**WHAT NEEDS TO BE DONE:** Name every inquiry or commission mentioned in the article on the Forster Inquiry below, giving any alternate name the article uses for each.

**EXCERPTED PASSAGE:**
= Forster Inquiry =

2005 review of Queensland's health system

The Queensland Health Systems Review or Forster Inquiry was a 2005 Queensland inquiry "to undertake a review of the performance of Queensland Health’s administrative and workforce management systems with a focus on improving health outcomes for Queenslanders." It was conducted by Peter Forster who formerly consulted to the Fitzgerald Inquiry.

It was commissioned by the Queensland Government as a non-judicial inquiry specifically due to the political and public sentiments following the practices of Dr Jayant Patel at Bundaberg Hospital with a broader focus on the practices, systems and processes of Queensland Health.

==Background==

A doctor at Bundaberg Hospital, Dr Jayant Patel, originally accused of gross negligence, and the systems of Queensland Health in allowing such alleged negligence was the subject of considerable public and political attention.

A number of inquiries were initiated by the Queensland Government. The Queensland Premier, Peter Beattie announced his government would "go further than holding a Commission of Inquiry into matters arising from the appointment of Dr Jayant Patel by also holding a major review of Queensland Health's administration, management and performance systems."

The Morris Inquiry or "Bundaberg Hospital Commission of Inquiry", was established, however was terminated after findings of bias by the Queensland Supreme Court, with terms of reference and interim investigations referred to the Forster Inquiry. Davies Commission was later established to complete the terms of reference of the Bundaberg Hospital Commission of Inquiry, as "Queensland Public Hospitals Commission of Inquiry".

The Forster Inquiry was announced on 16 April 2005, and the report was issued in September 2005.

==Recommendations==
Recommendations included:
- address the most dysfunctional aspect of the organisation's culture through the appointment and development of leaders who can by example inspire staff and develop the attitudes, culture and beliefs desired
- address immediate workforce shortages to the greatest practical extent
- improve strategic and health service planning to ensure services are targeted towards the areas of greatest need
- strengthen partnerships between the public, non-government health service sectors to gain the best possible value from combined community resources
- ensure that the organisational arrangements that deliver health services are efficient and streamlined, and allocate as many resources as practical to frontline services, where clinicians work in teams and networks across Queensland to use scarce resources to best effect
- make better use of existing capacity to meet additional needs and provide additional capacity for areas of greatest need
- implement systems and procedures to ensure the recruitment and retention of a well qualified and experienced clinical workforce, to reduce adverse clinical events and to support clinicians in their efforts to continually improve clinical practices
- implement a range of systemic improvements relating to the way clinicians are supported, the manner in which assets are planned and managed, the manner in which IT and communications services are conceived and managed, and the way in which the performance of the health service will be monitored and reported
- improve avenues for members of the community and staff of the public health service to raise concerns about aspects of the service and have these concerns responsibly and appropriately addressed and resolved.

**RECORDED INFORMATION:**

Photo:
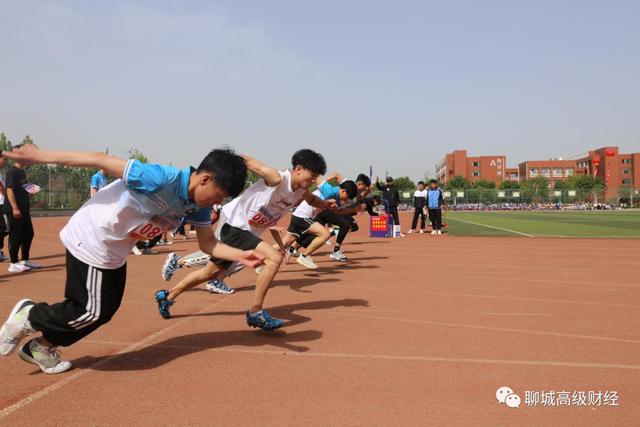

**SOLUTION TO THIS EXERCISE:**
- Forster Inquiry (also called the Queensland Health Systems Review)
- Fitzgerald Inquiry
- Morris Inquiry (also called the "Bundaberg Hospital Commission of Inquiry")
- Davies Commission (established as the "Queensland Public Hospitals Commission of Inquiry")